_What this task involves_
Copy each record exactly as it reads, leaving out any pictures it holds.

_Working data_
_ _ _ _

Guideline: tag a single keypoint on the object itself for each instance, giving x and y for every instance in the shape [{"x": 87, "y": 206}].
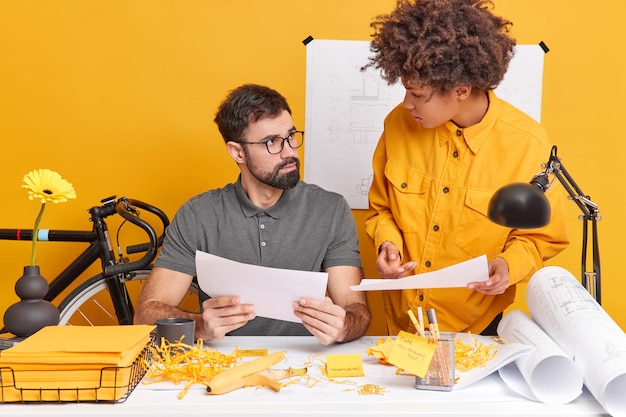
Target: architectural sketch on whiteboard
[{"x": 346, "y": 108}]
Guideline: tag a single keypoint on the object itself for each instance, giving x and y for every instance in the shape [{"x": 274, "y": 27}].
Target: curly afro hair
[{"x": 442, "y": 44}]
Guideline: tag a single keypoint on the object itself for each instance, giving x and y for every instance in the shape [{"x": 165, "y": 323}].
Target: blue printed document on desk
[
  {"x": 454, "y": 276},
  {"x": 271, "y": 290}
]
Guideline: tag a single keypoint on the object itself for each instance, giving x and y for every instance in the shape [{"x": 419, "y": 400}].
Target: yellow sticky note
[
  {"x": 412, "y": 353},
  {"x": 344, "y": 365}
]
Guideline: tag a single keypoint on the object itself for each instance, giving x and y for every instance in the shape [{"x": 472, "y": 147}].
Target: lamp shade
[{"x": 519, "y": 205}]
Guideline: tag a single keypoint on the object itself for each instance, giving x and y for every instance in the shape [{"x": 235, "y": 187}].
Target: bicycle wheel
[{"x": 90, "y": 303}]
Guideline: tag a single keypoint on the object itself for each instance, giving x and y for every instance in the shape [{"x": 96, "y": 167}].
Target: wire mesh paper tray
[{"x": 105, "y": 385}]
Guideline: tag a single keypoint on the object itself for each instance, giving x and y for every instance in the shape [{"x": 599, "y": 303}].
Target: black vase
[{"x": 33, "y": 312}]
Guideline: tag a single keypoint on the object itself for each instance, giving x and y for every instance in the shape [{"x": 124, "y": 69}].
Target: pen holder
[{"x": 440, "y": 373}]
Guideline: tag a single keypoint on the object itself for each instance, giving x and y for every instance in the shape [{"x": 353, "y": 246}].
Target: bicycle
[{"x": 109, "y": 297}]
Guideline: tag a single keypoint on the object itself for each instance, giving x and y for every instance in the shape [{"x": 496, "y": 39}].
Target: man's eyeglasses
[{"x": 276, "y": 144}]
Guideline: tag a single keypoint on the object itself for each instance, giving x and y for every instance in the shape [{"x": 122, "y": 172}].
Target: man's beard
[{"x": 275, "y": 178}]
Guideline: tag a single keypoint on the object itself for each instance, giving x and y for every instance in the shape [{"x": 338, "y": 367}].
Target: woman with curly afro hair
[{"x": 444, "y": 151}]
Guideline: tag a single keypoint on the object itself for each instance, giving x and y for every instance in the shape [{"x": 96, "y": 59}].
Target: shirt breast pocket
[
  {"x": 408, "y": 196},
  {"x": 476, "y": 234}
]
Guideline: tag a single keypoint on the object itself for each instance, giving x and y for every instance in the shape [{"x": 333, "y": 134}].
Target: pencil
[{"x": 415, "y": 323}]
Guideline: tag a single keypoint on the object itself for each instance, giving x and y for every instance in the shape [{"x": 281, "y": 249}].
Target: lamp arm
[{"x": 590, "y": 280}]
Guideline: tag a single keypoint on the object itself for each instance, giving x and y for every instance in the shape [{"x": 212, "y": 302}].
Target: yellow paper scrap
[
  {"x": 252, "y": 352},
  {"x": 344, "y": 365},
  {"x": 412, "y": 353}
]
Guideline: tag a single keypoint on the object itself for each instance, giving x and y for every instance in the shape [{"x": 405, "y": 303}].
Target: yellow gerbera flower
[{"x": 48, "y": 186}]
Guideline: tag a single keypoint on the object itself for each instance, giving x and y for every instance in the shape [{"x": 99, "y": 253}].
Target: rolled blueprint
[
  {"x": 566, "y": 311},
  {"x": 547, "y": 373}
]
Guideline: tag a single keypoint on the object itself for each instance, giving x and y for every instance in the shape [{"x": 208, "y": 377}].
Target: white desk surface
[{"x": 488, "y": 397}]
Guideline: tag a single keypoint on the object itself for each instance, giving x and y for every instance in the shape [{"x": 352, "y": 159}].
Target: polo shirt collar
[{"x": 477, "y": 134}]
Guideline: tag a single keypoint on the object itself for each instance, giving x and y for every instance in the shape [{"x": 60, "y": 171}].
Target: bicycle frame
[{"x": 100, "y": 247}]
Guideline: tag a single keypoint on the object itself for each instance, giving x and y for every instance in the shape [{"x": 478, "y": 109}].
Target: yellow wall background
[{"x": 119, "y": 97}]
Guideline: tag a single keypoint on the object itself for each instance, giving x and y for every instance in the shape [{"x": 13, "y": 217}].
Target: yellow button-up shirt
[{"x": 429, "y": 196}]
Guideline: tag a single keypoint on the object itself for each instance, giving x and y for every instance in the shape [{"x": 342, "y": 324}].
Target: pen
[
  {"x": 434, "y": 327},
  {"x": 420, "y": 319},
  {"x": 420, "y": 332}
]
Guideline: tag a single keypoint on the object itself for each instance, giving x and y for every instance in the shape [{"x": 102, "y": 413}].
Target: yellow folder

_ _ _ _

_Output for this task_
Guideline: tag a single keypoint on the object itself for each instance, giving x and y for every instance in the shape [{"x": 87, "y": 206}].
Target: architectural sketch on whiteboard
[{"x": 346, "y": 108}]
Guideline: tag a single keypoint on the object itself for each instance, giving x and y for every instance in the shape [{"x": 274, "y": 27}].
Target: curly afro hair
[{"x": 442, "y": 44}]
Guideline: tag a single keypoint on the object itself for each instance, giving x and y for every instance in the shape [{"x": 165, "y": 323}].
Target: blue printed document on desk
[
  {"x": 454, "y": 276},
  {"x": 271, "y": 290}
]
Guideline: tag a single keypoint on the object itself for each instance, giving x and y for every instance in the shape [{"x": 419, "y": 400}].
Target: yellow sticky note
[
  {"x": 412, "y": 353},
  {"x": 344, "y": 365}
]
Guideline: tag a single keypoint on the object itself for each instance, giving x and y for every instance in the shape [{"x": 472, "y": 147}].
Target: lamp shade
[{"x": 519, "y": 205}]
Guideline: tag a single keypoint on the object itself for each instance, giving x and y for every instance in the shape [{"x": 235, "y": 187}].
Target: bicycle wheel
[{"x": 90, "y": 303}]
Guideline: tag a single keypoint on the object itself for each instance, giving x and y for every instance in the shape [{"x": 96, "y": 167}].
Target: wire mesh paper tray
[{"x": 105, "y": 385}]
Guideline: tag a single keypoint on the object itself for each instance, giving x and y for every instance in the shape [{"x": 599, "y": 303}].
Target: black vase
[{"x": 33, "y": 312}]
Guideline: tag a single keypoint on the object itself for each instance, giving x and y for every instance in the shape [{"x": 124, "y": 69}].
Target: pen holder
[{"x": 440, "y": 373}]
Guideline: tag a single keypoint on the object itself for each instance, giving x and y for every instance in the shape [{"x": 353, "y": 246}].
Target: bicycle
[{"x": 109, "y": 297}]
Guideline: tag a single keypoint on the object itself for each instance, giving x and y for every instance in the shape [{"x": 496, "y": 39}].
Target: man's eyeglasses
[{"x": 276, "y": 144}]
Guideline: tag a single keypoint on the object itself for each instance, giving x and y for every instance in the shape [{"x": 122, "y": 172}].
Target: man's beard
[{"x": 275, "y": 178}]
Guideline: tag a single keypoint on the object itself for each instance, giving x and y for every instance in the shape [{"x": 338, "y": 367}].
Target: woman with curly afro hair
[{"x": 444, "y": 151}]
Guideline: tag a single keypoint on the object itself for each instance, giving x and y for every instance in the shape [{"x": 96, "y": 59}].
Target: shirt breast pocket
[
  {"x": 408, "y": 196},
  {"x": 476, "y": 234}
]
Guideline: tag a single keypoint on the object itself for each instance, giving x and y for every instance in the shape [{"x": 333, "y": 134}].
Target: pencil
[{"x": 415, "y": 323}]
Guideline: tag a single keypoint on the object itself for each instance, giving x and y for every instance in the shape [{"x": 281, "y": 249}].
Target: lamp arm
[{"x": 590, "y": 280}]
Guideline: tag a single keypoint on the object itself for each instance, giving x and y for every instance in the shape [{"x": 212, "y": 302}].
Target: yellow paper scrap
[
  {"x": 252, "y": 352},
  {"x": 344, "y": 365},
  {"x": 412, "y": 353}
]
Guideline: tag a single keypoint on the object itself for each instance, giving x and y for every instance in the shape [{"x": 405, "y": 303}].
Target: yellow gerbera flower
[{"x": 48, "y": 186}]
Guideline: tag a single keypoint on the object itself for each instance, giving x and y for every instance in the shape [{"x": 99, "y": 253}].
Target: rolled blueprint
[
  {"x": 566, "y": 311},
  {"x": 547, "y": 373}
]
Guideline: tag a single keypoint on the object itself for each instance, giving x and y for every instance in the shape [{"x": 208, "y": 377}].
Target: white desk surface
[{"x": 488, "y": 397}]
Guideline: tag a single keypoint on the object itself for each instance, giving x and y for every instance in the shape [{"x": 352, "y": 159}].
Target: polo shirt collar
[{"x": 477, "y": 134}]
Guideline: tag a single keypoint on the object itself for each instance, giving x and y for every instance in the shape [{"x": 60, "y": 171}].
Target: bicycle frame
[{"x": 100, "y": 247}]
Guideline: tag a single keypoint on the object itself for each instance, giving x and y for every instance in the shape [{"x": 478, "y": 109}].
Target: yellow wall background
[{"x": 119, "y": 97}]
Guideline: tag a single keypoint on the object itself for each instance, giving x and y for every instance in the shape [{"x": 13, "y": 217}].
Target: yellow button-up shirt
[{"x": 429, "y": 196}]
Guideline: tag a single keypoint on the object itself for each instance, giving x and y for every instance in the shape [{"x": 342, "y": 324}].
Target: pen
[
  {"x": 434, "y": 327},
  {"x": 420, "y": 319},
  {"x": 420, "y": 332}
]
Guideline: tag a single keypoint on the object itself for each instance, giving x and y for every instance in the shape [{"x": 102, "y": 413}].
Target: yellow folder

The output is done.